Study text —
==================================================

Is there a salmonella infection risk for humans who come into contact with pet lizards and snakes?
While reported cases related to lizards and snakes are relatively few, Flinders University environmental health experts warn that the link may be overlooked and therefore not investigated.
Importantly, they warn the infections linked to lizards or snakes and other squamates tends to be more severe that food-borne salmonellosis.
This put children under five at most risk, with several fatalities reported in children aged less than six months, say Dr Harriet Whiley and Dr Kirstin Ross from Finders University.
“In many published cases, it was noted that the patient was unaware of the risks associated with keeping pet lizards and snakes and did not practise proper hand hygiene after handling the animals or cleaning cages,” says Dr Whiley.
The researchers, including Flinders University reptile scientist Associate Professor Mike Gardner, say the research has followed an increase in human interaction with squamates, particularly lizards and snakes, in many countries around the world.

==================================================

Provided records —
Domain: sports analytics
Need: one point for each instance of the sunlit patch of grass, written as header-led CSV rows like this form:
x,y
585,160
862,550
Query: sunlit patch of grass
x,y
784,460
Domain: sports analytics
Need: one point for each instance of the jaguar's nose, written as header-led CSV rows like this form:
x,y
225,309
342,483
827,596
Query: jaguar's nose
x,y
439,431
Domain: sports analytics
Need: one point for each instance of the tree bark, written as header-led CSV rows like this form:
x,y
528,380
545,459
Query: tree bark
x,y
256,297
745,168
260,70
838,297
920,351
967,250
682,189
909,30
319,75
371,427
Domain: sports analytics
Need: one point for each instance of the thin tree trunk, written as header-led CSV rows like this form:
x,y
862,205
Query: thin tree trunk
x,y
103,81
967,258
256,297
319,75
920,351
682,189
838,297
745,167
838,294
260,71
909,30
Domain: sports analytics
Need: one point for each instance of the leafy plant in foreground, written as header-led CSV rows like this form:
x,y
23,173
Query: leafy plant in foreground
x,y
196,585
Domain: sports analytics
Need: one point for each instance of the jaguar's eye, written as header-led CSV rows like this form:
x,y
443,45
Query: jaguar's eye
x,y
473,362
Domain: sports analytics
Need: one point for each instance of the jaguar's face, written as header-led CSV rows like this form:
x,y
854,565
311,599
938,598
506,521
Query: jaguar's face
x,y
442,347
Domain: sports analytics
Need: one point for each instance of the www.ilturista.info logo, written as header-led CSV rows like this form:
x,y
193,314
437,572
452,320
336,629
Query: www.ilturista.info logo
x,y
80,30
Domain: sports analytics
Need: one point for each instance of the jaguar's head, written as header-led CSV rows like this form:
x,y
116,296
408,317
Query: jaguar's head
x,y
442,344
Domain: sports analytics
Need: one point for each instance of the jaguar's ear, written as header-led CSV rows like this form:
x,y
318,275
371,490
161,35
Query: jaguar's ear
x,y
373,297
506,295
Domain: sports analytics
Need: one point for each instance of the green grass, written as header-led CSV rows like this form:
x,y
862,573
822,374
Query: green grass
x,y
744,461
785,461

==================================================

Required tasks —
1 > In the article above on salmonella risk from pet lizards and snakes, rewrite the paragraph beginning "While reported cases related to lizards and snakes" more briefly, keeping its main facts.
2 > Extend the article on salmonella risk from pet lizards and snakes, picking up after its final sentence.

Responses —
1 > Flinders University environmental health experts say that reported cases involving lizards and snakes are few, but the link may be overlooked and therefore left uninvestigated.

2 >
“In several cases there was no report of the infected child coming into direct contact with the snake or lizard which supports the theory that improper hand hygiene may have allowed the salmonella to spread from the lizard or snake cage to humans,” Dr Whiley says.
People who handle captive or wild snakes or lizards should thoroughly wash their hands with hot, soapy water.
Preschool children and older people with weakened immune systems should avoid contact with snakes and lizards.
Pet snakes and lizards should also not be allowed to roam through a house or living area, and should be kept out of kitchens to prevent contamination.
Material in vacuum cleaners was also identified as a source of salmonella from lizards and snakes.
“No one knows what role wild lizards play in human salmonellosis and although studies have demonstrated wild lizard carry the bacteria there is limited information demonstrating the potential for this to spread to humans,” Dr Whiley says.
“A review of the literature available highlights the need for more education to inform the public on ways to reduce the risk of salmonellosis from pet squamates.
“And further research is needed investigate the role of wild squamates in the spread of human salmonellosis, both directly and indirectly through cross-contamination.”